### Consignes
1 > Relevez tous les noms propres distincts qui figurent dans l'entretien avec Nicolas Davy.
2 > Répondez brièvement aux questions suivantes d'après l'entretien avec Nicolas Davy.
(a) De quelle ville Nicolas Davy est-il originaire ?
(b) Où se tient l'exposition qui s'achève en juin ?
(c) Quel mot le texte emploie-t-il pour indiquer son âge ?
3 > Poursuivez l'entretien avec Nicolas Davy à partir de l'endroit où il s'interrompt.

### Texte fourni

Originaire de Paris, Nicolas Davy s'est pris d'amour pour les animaux à travers celui qu'il porte à la photographie. En capturant de fabuleux clichés des animaux sauvages qui peuplent la capitale, il sensibilise le public à la nécessaire protection de la faune de notre quotidien. Entretien.
Trentenaire passionné, Nicolas Davy ne parcourt jamais les rues de Paris sans son appareil. Alors que s'achève en juin son exposition à Bercy Village, il est revenu avec nous sur les raisons pour lesquelles la photographie « nature » a toute sa place en ville, et sert d'outil de sensibilisation.

Mr Mondialisation : Pouvez-vous nous expliquer votre parcours, celui qui vous a mené à la photographie naturaliste ?

### Données enregistrées
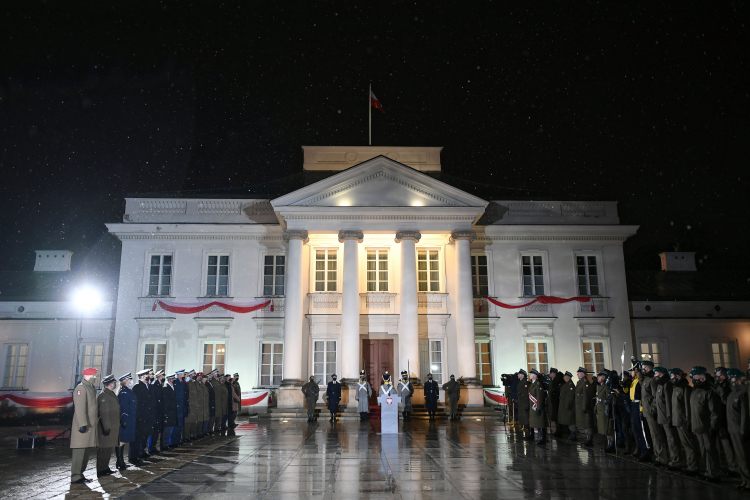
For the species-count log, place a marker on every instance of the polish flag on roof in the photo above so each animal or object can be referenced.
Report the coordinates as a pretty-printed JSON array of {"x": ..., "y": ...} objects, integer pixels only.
[{"x": 374, "y": 101}]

### Réponses
1 > Paris, Nicolas Davy, Bercy Village, Mr Mondialisation

2 >
(a) De Paris.
(b) À Bercy Village.
(c) « Trentenaire ».

3 >
Nicolas Davy : « Je suis né à Paris puis ai vécu en proche banlieue. Geek de nature, j'ai fait des études d'ingénieur électronique et j'ai travaillé dans le milieu des drones. Mon premier appareil photo numérique, je l'ai acheté avec le salaire de mes jobs étudiants.
À l'époque, le côté électronique de la photo m'a plu. J'ai débuté par des photos classiques de la capitale puis j'ai rapidement joué avec les modes de prises de vue différents. C'est en prenant une abeille en mode « macro » que j'ai réalisé que je pouvais faire des photos différentes... »

« S'en est suivi l'achat de mon premier Réflex avec objectif interchangeable, puis la rencontre avec un photographe animalier devenu un ami : j'ai alors acheté un téléobjectif et me suis lancé de plus en plus sérieusement dans la photo en parallèle de mon travail, quinze ans durant.
Mes premières expositions sont arrivées, ce qui m'a vraiment motivé, puis j'ai connu une très belle occasion de quitter mon emploi il y a un an et demi et me suis alors lancé dans la reconversion professionnelle. J'étais évidemment assez inquiet au début, me demandant comment j'allais pouvoir en vivre (rires) !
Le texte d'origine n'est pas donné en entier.